• Task directions:
Everything from the line containing "Provide the outline of every instance of the vehicle" down to the last line of the entries below must be transcribed exactly, and nothing else.

• Data entries:
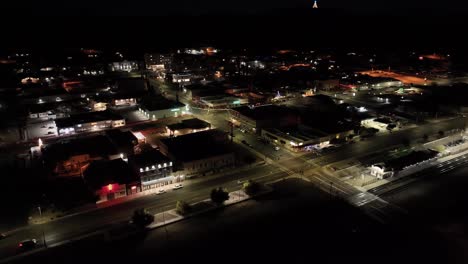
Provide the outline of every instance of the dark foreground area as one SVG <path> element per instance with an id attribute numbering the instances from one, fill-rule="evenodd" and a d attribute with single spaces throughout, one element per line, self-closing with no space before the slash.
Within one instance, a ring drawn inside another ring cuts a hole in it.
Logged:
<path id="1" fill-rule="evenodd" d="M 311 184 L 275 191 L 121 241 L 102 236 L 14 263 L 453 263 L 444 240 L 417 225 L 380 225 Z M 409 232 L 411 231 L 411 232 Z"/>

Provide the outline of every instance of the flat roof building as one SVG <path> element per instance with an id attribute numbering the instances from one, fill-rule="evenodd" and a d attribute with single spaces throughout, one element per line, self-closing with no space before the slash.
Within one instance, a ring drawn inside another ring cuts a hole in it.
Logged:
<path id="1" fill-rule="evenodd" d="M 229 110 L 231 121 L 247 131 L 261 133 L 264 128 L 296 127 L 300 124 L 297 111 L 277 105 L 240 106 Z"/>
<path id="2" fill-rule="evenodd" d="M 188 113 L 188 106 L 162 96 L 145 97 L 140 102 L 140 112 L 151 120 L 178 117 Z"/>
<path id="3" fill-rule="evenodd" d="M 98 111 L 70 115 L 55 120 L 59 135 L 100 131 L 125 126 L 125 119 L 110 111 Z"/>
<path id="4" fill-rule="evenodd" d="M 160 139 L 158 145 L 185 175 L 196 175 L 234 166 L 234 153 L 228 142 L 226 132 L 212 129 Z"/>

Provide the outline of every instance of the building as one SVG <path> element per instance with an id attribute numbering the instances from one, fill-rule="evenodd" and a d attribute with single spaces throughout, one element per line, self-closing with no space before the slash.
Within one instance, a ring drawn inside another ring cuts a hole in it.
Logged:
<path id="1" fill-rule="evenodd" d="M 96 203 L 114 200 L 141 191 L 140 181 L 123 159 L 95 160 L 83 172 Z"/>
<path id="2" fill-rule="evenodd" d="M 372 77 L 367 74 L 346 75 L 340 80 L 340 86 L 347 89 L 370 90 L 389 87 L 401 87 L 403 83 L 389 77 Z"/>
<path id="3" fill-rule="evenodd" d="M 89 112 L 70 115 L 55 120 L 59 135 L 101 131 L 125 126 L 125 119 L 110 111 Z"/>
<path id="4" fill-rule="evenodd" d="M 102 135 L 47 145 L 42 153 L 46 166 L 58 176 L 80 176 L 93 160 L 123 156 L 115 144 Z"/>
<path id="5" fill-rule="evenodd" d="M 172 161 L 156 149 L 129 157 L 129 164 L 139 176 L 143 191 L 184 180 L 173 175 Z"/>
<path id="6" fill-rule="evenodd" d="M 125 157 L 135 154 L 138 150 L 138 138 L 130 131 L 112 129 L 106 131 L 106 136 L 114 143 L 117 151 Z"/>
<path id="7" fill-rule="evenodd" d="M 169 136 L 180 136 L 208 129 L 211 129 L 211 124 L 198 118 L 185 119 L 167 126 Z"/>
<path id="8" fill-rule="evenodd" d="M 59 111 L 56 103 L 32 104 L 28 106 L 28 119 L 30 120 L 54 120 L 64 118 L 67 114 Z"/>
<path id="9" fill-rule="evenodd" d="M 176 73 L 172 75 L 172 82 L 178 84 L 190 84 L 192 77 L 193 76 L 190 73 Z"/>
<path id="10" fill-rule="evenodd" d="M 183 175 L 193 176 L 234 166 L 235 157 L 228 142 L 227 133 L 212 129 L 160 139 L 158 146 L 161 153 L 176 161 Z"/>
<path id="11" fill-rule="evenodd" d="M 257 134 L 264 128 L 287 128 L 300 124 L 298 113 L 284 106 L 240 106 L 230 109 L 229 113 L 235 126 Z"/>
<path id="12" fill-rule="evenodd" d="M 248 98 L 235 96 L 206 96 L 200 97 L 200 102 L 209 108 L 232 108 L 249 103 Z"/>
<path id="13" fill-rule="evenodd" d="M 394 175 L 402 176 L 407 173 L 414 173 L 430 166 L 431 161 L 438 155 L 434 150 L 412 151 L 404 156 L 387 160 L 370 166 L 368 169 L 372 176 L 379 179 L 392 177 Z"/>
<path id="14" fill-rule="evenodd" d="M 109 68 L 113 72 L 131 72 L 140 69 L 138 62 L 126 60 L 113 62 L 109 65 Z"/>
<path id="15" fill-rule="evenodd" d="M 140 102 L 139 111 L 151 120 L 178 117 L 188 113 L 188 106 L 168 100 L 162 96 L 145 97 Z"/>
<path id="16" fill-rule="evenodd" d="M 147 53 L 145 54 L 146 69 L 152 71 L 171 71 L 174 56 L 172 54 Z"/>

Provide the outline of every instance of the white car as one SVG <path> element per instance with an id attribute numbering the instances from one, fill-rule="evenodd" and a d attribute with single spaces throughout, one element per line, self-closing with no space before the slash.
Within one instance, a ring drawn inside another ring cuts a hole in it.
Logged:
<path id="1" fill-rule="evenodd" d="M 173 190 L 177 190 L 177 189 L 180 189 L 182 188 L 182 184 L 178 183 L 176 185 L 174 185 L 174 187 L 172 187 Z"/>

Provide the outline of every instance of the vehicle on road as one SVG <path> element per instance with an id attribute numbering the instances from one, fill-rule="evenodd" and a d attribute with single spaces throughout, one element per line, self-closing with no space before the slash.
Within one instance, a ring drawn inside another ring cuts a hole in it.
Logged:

• Task answer:
Provide the outline of every instance of the vehicle on road as one SVG <path> element per instance with an id attribute numbering the instances from one, fill-rule="evenodd" and a d attribute with single spaces throughout, one element per line, self-closing with no space before the slash.
Within one instance, a ring drawn inside another ring cuts a hole in it.
Logged:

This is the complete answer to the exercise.